▶ MATERIAL SUPPLIED:

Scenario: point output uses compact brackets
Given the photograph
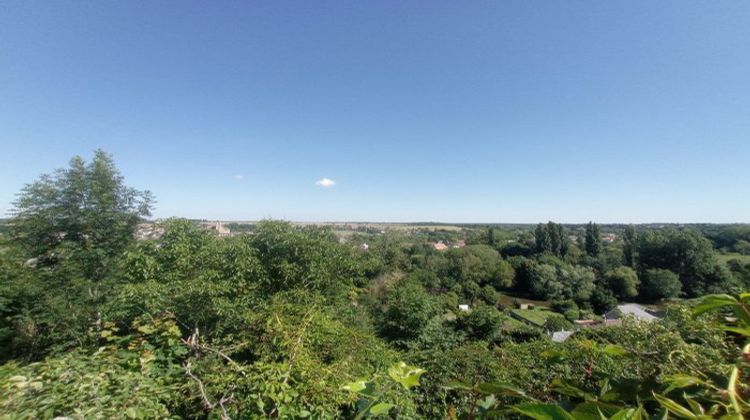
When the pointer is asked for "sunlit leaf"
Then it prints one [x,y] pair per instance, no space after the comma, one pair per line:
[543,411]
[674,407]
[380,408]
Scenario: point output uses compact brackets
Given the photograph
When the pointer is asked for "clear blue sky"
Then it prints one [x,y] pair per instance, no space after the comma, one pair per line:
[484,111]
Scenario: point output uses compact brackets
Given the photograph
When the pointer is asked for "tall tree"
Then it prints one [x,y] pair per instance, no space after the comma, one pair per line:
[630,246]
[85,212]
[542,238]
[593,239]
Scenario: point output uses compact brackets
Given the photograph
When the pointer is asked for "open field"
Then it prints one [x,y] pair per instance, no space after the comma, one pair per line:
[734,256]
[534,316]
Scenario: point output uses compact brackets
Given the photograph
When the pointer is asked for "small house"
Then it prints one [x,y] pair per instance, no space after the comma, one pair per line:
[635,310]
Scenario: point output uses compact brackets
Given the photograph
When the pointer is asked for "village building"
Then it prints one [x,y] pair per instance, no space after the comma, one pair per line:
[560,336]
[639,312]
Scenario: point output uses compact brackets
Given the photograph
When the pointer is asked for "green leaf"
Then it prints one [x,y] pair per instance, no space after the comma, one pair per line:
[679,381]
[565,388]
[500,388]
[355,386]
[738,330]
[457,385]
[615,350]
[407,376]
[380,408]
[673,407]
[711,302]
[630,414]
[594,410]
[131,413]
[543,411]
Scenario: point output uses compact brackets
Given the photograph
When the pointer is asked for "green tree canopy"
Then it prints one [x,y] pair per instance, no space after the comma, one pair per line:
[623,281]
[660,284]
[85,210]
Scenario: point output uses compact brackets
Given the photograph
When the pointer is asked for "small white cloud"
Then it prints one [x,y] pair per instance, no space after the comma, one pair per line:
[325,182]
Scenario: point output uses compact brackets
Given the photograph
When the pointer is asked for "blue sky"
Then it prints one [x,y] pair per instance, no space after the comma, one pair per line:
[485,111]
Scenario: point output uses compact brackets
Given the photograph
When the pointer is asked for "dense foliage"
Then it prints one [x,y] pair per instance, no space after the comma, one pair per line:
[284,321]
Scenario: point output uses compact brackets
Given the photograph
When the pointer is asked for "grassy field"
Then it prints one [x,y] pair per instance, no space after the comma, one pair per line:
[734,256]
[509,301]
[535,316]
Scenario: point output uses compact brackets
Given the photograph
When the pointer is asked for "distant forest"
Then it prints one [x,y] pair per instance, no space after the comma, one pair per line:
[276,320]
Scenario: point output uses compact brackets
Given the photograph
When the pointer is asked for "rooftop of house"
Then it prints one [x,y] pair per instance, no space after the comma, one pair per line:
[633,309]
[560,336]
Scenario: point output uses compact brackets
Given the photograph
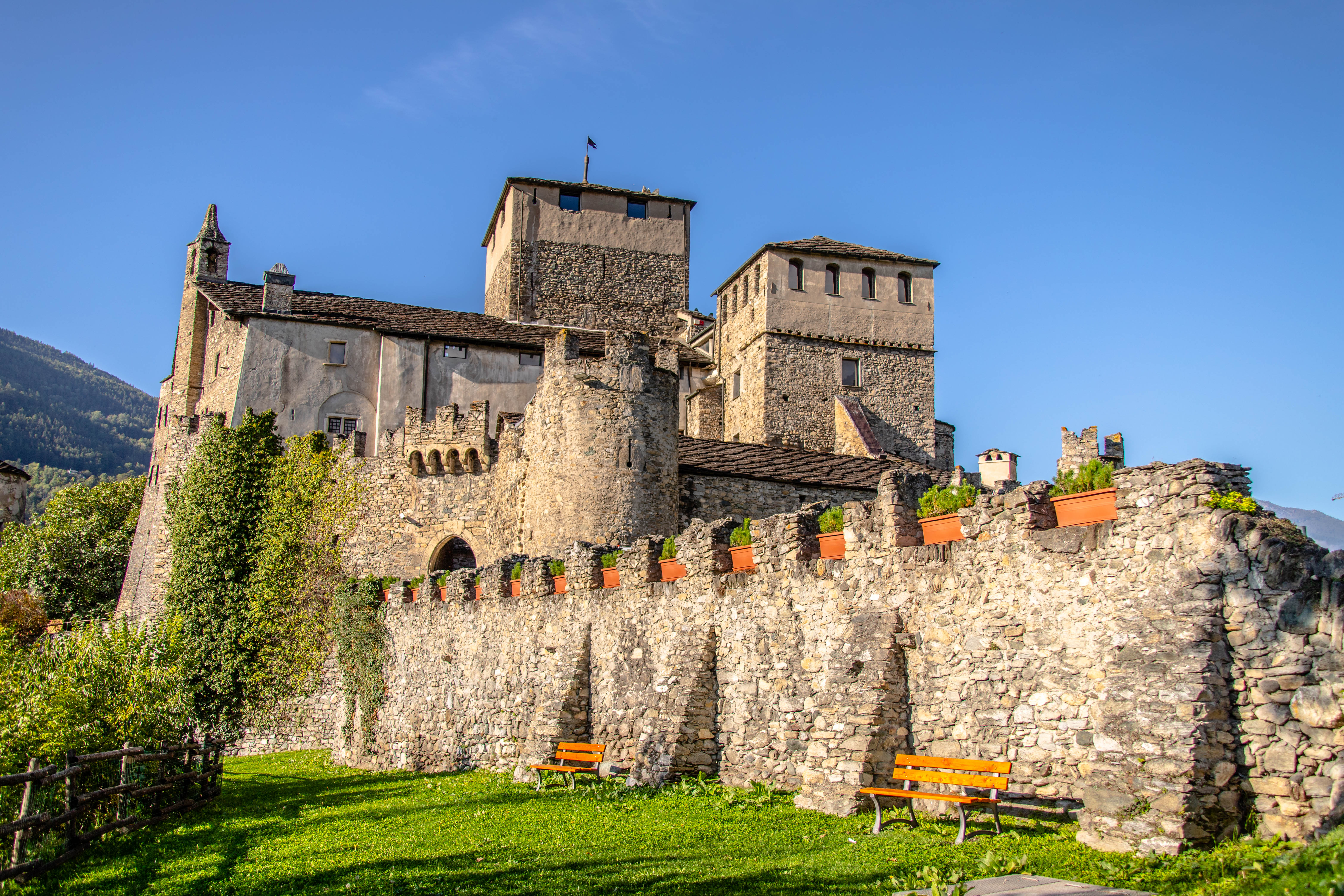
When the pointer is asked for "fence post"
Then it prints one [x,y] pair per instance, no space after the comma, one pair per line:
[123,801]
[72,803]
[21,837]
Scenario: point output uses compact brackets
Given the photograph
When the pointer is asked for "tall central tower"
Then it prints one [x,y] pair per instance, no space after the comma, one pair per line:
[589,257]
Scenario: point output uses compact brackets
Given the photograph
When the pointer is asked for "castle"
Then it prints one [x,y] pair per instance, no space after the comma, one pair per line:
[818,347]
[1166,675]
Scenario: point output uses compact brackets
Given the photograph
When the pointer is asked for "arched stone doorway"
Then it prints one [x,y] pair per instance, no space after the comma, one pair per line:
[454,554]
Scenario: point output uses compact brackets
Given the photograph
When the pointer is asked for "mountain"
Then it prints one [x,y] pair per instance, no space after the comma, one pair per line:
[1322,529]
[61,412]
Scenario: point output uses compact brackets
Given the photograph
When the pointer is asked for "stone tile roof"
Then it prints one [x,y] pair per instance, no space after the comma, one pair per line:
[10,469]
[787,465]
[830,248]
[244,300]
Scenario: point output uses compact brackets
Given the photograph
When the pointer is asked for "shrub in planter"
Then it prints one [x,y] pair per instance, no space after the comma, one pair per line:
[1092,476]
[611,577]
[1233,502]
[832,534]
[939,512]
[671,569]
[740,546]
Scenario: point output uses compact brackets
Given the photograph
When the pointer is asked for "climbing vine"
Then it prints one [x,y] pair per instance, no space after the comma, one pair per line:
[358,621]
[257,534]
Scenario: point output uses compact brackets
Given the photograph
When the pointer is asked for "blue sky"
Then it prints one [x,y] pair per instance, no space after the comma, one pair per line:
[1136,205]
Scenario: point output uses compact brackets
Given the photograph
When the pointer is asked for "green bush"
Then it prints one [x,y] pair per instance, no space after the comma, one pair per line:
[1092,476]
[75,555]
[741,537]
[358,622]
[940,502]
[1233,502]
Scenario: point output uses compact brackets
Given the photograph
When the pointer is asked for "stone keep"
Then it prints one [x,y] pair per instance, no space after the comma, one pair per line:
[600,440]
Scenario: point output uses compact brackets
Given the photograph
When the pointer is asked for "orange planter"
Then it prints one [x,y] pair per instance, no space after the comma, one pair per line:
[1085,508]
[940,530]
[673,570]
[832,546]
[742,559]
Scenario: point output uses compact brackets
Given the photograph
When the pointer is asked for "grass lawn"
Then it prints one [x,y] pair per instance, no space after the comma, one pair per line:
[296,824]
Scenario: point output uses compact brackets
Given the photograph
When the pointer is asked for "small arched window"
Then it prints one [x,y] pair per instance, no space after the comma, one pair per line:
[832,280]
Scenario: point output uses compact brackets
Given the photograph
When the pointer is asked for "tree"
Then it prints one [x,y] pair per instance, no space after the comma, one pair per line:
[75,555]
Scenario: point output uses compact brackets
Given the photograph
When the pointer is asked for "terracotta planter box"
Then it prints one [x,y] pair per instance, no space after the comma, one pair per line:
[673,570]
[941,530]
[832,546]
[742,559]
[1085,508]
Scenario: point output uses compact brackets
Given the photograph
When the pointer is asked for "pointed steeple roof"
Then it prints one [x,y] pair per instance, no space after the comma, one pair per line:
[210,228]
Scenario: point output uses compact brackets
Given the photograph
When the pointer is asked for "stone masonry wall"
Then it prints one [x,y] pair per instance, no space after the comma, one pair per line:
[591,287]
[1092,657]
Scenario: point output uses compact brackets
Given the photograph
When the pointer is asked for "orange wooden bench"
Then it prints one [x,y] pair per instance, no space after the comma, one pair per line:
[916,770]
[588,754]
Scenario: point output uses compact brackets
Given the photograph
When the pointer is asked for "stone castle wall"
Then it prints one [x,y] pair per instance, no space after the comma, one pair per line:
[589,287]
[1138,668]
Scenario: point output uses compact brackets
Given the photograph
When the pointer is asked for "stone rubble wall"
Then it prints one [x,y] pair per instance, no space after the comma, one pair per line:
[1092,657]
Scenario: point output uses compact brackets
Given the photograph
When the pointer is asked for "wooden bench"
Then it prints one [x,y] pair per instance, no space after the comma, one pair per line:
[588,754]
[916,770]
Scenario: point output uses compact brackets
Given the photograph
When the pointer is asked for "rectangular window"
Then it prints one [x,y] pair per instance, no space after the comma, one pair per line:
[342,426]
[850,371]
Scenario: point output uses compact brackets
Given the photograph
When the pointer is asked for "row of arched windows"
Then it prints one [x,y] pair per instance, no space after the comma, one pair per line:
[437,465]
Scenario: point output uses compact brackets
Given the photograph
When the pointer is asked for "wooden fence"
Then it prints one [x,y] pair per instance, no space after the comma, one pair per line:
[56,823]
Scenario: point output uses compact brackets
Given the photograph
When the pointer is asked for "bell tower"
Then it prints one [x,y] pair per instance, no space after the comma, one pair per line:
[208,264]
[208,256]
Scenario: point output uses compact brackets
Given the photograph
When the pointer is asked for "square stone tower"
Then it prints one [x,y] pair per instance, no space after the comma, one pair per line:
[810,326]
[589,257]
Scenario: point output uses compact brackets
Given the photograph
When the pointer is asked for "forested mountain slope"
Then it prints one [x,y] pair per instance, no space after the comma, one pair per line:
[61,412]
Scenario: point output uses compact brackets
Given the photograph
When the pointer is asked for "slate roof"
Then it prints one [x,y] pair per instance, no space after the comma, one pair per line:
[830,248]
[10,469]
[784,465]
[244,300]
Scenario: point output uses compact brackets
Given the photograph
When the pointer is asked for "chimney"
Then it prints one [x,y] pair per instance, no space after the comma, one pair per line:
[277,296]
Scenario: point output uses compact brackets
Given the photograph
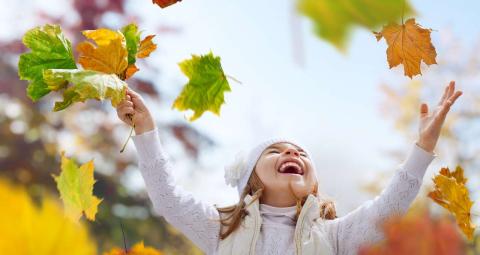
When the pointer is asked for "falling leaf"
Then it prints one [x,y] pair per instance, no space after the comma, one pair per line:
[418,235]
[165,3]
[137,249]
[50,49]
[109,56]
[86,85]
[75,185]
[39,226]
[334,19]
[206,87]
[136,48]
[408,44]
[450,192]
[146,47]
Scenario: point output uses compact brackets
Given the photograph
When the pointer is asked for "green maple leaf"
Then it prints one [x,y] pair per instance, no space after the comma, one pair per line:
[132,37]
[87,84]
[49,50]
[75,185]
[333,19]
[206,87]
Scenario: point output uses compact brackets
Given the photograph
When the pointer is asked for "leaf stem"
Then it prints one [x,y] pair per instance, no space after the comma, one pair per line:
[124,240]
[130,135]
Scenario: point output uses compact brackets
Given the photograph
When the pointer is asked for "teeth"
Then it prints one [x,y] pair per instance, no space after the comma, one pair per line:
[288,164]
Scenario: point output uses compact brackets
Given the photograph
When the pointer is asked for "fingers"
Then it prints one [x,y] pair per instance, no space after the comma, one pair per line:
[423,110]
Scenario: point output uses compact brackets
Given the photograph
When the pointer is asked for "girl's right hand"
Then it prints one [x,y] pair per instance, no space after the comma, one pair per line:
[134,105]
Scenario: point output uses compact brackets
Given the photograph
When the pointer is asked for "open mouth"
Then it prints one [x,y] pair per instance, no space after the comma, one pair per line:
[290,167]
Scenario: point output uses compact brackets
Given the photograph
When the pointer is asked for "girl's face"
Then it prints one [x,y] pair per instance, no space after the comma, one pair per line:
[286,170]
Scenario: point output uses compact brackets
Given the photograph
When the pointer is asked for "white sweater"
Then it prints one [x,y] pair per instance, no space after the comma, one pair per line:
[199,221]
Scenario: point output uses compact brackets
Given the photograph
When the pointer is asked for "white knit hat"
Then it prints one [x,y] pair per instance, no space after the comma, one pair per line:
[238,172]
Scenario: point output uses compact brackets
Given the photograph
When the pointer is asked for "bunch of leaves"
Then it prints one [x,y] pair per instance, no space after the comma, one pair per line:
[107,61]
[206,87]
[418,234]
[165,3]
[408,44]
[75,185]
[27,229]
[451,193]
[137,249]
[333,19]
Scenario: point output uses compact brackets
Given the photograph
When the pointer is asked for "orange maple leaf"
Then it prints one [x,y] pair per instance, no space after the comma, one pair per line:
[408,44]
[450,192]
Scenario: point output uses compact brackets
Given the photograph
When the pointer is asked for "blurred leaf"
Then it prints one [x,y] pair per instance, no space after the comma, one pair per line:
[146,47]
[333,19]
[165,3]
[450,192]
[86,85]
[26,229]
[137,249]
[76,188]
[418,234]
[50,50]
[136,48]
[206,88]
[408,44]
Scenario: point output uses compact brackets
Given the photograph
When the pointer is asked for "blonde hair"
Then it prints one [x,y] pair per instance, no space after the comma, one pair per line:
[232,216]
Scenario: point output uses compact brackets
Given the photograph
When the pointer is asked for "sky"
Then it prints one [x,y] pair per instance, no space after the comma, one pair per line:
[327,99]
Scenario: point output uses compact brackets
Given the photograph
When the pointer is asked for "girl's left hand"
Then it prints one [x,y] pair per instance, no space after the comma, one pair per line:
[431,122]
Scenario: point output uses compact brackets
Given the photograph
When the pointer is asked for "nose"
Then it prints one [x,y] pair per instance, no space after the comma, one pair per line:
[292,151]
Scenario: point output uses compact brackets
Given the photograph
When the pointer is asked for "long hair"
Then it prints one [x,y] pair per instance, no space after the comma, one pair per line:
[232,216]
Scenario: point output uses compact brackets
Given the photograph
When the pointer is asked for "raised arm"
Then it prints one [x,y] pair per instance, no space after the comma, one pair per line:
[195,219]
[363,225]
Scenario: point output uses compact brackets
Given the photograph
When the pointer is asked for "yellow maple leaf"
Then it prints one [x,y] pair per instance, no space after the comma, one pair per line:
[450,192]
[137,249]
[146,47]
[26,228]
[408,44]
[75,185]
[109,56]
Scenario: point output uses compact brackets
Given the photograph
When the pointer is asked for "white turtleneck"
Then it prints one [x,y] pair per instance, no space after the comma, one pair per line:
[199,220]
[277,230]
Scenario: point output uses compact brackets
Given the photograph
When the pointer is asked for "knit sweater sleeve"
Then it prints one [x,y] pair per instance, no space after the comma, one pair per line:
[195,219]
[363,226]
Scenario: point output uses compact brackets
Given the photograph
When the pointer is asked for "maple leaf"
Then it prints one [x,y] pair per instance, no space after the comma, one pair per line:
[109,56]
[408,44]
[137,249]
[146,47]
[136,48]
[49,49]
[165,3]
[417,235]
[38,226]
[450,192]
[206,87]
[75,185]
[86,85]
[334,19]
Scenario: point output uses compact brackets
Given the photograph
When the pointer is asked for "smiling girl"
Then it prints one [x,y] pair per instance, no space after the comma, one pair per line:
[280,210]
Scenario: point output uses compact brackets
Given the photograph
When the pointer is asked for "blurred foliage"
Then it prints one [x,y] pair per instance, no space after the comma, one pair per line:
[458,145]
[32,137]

▶ EXERCISE PROMPT: Count the lines in the items above that contain the string "fence", with case counting, and reply with only that number.

▶ ANSWER TO THE EXERCISE: 2